Texte fourni:
◆ ◆ ◆ ◆ ◆
Le ministère de la Vérité, pour qui a lu George Orwell (en vente sur Kontre Kulture), n’est pas pour rassurer. Cet « organe du pouvoir qui réécrit l’histoire aussi souvent que nécessaire » impose le discours officiel et relègue le mal-pensant dans les bas-fonds de l’humanité. C’est la cancel culture qui annule toute pensée contraire par l’indifférence, le maintien sous silence ou, si nécessaire, l’acharnement, le harcèlement ou toute autre forme de violence – nécessairement légitime et morale car venant du camp du Bien.
« Franc-Tireur, l’hebdomadaire du combat pour la Raison », ainsi donc est le titre de ce nouvel organe de propagande. Le vertige de notre époque est qu’elle nous permet de vivre désormais dans un roman. Un roman dystopique, malheureusement. Si l’on reste spectateur par dessus l’épaule de notre situation personnelle et du contexte plus général, on peut presque ressentir une certaine griserie, un étourdissement de l’esprit, tant notre époque est vertigineuse. Mais ce cauchemar ne connaît pas de réveil.
Et dans ce monde où la pensée se réduit, les oppositions s’annulent, l’hygiénisme intellectuel interdit les pensées malpropres, des monstres froids tentaculaires transnationaux en sont devenus les organisateurs et même la police. Les GAFAM censurent, les médias relayent, les idéologues applaudissent. La populace vit sa vie de zombie, court se faire vacciner pour vivre comme avant, ingère la tiède et insapide pitance informationnelle quotidienne. Et non pas pour convertir les résistants mais seulement pour conforter des convaincus, naît ce genre de magazine.
Jusque-là tout va mal.
Mais, par une de ces ironies que produisent involontairement les prétentieux personnages, voilà que notre bande de bras cassés de l’intelligence se sont mis en scène (de manière aussi pitoyable qu’artificielle) dans une vidéo de promotion que l’on croirait sortie d’un épisode de Groland.
Ainsi, Christophe Barbier dénonce « les extrêmes, complotistes, obscurantistes, les fausses nouvelles, ceux qui mettent en danger la raison, le bon sens, l’intérêt général car la raison, c’est un combat, Franc-tireur c’est cette opération « sauvons la raison » ».
Raphaël Enthoven, le philosophe aussi chiant que verbeux, nous affirme doctement que « toutes les opinions ne se valent pas » et qu’il est « hostile aux extrêmes et aux pensées radicales », ce qui pour un philosophe se pose là !
◆ ◆ ◆ ◆ ◆
Données:
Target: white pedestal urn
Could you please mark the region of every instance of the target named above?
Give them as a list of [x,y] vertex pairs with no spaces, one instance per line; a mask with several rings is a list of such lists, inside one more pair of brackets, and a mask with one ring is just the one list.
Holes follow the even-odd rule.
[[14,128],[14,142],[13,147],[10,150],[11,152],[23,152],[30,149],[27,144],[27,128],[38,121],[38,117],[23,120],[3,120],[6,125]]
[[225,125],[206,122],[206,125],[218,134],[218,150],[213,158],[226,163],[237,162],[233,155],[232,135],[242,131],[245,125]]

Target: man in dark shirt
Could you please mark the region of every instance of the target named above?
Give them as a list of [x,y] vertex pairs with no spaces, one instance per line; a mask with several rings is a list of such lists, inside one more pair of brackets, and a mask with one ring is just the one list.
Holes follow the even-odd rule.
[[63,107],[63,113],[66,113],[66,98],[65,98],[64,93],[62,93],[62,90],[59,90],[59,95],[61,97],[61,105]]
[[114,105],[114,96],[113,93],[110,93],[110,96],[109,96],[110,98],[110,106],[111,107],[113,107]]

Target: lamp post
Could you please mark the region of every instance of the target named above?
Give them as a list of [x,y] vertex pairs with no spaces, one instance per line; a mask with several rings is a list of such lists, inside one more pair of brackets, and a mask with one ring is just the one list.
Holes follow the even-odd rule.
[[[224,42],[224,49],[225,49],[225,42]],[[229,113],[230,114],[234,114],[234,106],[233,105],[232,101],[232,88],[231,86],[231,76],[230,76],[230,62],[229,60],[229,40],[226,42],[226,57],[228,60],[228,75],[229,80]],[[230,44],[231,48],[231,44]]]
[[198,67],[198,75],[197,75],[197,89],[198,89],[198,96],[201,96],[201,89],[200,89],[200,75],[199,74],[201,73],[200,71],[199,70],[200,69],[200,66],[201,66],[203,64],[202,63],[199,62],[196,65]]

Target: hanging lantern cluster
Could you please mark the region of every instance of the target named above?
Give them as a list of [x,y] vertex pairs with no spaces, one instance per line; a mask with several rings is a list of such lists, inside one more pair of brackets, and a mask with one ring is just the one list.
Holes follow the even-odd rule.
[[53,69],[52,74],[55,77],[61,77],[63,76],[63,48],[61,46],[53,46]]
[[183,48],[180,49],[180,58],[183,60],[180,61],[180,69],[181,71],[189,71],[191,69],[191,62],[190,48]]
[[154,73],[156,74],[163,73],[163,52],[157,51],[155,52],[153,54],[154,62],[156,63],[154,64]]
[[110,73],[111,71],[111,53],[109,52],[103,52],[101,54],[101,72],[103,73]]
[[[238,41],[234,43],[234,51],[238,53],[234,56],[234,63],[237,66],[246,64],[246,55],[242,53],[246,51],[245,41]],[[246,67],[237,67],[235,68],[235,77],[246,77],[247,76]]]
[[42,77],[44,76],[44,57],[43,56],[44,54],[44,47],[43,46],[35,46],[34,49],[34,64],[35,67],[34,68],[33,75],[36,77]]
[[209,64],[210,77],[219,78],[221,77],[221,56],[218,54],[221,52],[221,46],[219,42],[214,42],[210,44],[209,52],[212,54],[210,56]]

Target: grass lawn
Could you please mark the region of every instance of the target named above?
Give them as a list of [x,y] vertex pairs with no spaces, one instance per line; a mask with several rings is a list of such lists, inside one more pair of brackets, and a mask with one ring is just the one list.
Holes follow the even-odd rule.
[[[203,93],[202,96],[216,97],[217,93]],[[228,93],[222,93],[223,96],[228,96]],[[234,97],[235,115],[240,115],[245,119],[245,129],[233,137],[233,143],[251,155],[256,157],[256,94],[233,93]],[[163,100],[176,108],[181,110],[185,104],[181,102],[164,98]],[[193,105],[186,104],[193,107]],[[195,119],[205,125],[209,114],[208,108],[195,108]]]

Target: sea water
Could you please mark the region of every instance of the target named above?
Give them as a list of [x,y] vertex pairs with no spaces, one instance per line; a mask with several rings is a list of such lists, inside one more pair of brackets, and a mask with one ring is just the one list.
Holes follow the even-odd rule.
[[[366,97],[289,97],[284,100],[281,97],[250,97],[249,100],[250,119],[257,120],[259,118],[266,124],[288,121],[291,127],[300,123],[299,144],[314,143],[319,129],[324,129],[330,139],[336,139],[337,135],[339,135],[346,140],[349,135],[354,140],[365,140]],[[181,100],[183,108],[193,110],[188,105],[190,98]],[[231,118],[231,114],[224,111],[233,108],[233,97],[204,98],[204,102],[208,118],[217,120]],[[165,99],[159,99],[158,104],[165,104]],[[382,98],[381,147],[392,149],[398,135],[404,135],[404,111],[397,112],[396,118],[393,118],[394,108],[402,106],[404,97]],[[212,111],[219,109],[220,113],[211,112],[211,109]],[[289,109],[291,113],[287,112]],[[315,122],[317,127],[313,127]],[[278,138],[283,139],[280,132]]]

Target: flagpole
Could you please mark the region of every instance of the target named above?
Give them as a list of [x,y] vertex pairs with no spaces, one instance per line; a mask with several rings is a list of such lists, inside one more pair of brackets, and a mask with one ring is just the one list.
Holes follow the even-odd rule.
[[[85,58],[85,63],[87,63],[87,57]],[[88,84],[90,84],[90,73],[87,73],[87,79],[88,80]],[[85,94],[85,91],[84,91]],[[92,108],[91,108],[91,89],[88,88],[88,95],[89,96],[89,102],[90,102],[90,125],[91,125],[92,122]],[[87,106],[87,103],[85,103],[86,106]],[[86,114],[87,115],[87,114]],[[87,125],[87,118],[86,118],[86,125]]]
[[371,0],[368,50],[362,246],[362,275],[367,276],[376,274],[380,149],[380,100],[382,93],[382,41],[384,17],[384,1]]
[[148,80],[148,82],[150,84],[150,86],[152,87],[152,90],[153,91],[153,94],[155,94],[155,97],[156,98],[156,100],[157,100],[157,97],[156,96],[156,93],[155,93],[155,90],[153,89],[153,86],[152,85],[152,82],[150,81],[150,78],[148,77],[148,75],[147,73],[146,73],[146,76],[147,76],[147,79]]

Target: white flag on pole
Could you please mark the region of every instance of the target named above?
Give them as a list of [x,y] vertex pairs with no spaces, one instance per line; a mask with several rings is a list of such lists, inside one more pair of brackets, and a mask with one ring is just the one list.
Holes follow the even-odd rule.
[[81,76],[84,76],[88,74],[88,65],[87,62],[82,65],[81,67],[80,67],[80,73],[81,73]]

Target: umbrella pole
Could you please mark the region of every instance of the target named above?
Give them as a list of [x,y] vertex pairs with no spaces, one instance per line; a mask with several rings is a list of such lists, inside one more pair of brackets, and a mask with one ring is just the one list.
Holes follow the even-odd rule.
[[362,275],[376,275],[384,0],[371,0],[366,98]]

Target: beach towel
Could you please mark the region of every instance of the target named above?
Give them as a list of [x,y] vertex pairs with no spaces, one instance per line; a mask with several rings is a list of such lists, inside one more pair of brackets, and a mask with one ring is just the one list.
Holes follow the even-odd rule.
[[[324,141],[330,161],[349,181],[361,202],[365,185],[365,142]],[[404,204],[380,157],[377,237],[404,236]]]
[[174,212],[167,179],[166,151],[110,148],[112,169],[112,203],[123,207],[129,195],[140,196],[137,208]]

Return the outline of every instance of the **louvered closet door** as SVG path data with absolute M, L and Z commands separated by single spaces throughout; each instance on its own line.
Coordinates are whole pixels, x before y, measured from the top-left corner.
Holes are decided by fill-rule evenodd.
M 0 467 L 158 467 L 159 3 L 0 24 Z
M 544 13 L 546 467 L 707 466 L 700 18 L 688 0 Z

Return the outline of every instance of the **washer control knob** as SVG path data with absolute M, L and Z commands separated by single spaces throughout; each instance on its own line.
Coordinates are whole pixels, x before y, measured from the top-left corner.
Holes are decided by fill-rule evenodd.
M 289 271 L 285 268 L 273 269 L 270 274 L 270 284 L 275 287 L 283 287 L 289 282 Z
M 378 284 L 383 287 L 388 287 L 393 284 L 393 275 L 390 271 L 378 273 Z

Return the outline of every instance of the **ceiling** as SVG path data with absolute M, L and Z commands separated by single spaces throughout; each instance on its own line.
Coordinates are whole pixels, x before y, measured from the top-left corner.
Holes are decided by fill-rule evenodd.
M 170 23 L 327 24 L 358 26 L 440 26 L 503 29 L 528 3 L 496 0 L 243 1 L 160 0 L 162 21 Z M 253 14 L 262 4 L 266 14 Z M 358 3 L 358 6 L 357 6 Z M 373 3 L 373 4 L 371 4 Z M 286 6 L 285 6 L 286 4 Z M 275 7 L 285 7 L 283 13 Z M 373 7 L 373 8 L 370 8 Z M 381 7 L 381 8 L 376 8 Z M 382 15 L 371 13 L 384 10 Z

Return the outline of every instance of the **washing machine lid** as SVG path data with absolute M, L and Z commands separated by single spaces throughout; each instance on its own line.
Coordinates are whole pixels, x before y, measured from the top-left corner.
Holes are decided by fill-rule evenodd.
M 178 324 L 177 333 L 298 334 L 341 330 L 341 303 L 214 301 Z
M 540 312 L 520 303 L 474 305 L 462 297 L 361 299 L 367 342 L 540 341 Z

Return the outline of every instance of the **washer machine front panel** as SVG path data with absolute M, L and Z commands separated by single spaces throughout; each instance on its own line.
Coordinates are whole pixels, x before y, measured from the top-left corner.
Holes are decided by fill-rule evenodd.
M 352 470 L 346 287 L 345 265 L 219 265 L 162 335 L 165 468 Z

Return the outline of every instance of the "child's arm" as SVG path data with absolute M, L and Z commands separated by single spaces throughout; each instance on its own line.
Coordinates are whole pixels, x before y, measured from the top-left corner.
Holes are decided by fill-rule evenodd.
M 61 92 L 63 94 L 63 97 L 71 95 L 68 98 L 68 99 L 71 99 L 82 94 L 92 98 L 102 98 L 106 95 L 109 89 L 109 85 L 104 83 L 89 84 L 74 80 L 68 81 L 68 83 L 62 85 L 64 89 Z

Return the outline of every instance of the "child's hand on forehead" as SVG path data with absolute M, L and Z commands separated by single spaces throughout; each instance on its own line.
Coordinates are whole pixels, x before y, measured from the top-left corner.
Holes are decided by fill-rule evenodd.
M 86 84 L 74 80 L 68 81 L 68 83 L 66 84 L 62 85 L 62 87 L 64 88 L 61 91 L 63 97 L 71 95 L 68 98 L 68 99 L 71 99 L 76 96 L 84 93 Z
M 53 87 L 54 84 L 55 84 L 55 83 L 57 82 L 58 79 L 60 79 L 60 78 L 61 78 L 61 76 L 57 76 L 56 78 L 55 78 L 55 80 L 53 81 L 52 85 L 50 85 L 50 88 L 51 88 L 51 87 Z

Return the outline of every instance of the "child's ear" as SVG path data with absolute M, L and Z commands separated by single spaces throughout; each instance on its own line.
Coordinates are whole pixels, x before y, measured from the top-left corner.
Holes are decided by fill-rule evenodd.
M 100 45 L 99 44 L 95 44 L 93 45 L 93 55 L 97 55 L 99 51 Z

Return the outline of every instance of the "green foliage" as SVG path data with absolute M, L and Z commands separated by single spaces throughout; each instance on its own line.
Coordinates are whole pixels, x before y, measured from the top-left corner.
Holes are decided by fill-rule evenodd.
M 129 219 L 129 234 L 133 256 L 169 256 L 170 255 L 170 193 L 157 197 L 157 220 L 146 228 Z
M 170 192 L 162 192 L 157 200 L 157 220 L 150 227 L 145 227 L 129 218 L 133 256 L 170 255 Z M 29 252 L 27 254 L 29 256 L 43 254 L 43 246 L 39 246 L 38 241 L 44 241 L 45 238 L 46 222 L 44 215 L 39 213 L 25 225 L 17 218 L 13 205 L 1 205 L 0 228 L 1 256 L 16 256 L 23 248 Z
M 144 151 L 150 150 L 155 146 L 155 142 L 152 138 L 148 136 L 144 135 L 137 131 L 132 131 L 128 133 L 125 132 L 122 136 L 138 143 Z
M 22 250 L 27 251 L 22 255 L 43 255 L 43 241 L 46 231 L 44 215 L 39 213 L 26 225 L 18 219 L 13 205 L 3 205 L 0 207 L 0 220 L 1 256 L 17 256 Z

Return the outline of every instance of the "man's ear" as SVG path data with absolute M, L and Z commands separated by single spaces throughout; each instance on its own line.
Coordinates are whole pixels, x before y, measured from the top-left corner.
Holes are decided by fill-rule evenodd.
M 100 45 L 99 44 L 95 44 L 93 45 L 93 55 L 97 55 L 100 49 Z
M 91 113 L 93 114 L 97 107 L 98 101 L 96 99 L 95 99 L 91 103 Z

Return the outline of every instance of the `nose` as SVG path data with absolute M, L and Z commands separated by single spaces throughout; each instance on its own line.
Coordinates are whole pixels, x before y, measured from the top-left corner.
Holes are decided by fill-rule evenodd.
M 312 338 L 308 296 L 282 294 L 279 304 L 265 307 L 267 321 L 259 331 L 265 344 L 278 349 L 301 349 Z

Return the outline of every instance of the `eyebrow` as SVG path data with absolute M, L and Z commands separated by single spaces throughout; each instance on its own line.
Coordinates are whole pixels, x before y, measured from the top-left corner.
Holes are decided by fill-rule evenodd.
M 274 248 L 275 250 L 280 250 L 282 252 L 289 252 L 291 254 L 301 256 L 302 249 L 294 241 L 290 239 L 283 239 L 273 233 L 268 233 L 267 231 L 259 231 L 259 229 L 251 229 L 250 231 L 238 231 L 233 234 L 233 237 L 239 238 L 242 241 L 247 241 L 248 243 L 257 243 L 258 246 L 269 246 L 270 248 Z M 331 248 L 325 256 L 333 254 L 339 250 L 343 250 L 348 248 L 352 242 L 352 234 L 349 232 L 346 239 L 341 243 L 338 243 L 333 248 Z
◆ ◆ ◆ ◆ ◆
Consigne 1: Selon le texte sur le magazine Franc-Tireur, qui affirme que « toutes les opinions ne se valent pas » ?
Consigne 2: Poursuivez le texte sur le magazine Franc-Tireur à partir de sa dernière phrase.

Réponse 1: Raphaël Enthoven.

Réponse 2:
Plus précis encore, Éric Decouty affirme que « le journalisme est un combat pour la raison, combat contre les fake news, toutes les radicalités, tous les populismes, tous les extrémismes, qu’ils soient de gauche comme de droite, il faut combattre les ennemis de la démocratie ».
Caroline Fourest, qui vient de trouver ici un énième poste rémunérateur lui permettant de nous servir ad nauseam ses lubies inverties et féministes nous dit que « la raison ça compte, on peut calmement discuter, argumenter, résister aux simplistes et aux manipulateurs ». Au moins, c’est en experte qu’elle nous parle.
Encore plus radical et militant, Brice Couturier, l’ancien maoïste et désormais fervent macroniste, s’affirme « adversaire déclaré des populismes », craignant « la polarisation excessive qui a amené au pouvoir Trump ou Bolsonaro et je voudrais éviter ça à tout prix à mon pays ».
Abnousse Shalmani souhaite « faire le tri entre ce qui relève des idées et ce qui relève de la propagande ». Autant dire qu’elle ne va pas chômer dans son torchon.
Et, le clou de la vidéo, c’est à Jean-Claude Mailly qu’on le doit. Il décrit le journal Franc-Tireur comme un journal destiné à « dire des choses que d’autres ne disent pas, des choses qui rentrent dans le domaine de la raison, c’est un espace de démocratie dont notre pays a besoin ». Pas moins !
La conclusion, dans la même veine, de Christophe Carrière, ne manque pas de sel non plus : « une liberté d’expression totale, engagé mais pas partisan ».
Bref, ce journal est un gag, et sa vidéo promotionnelle est parfaitement dans le ton.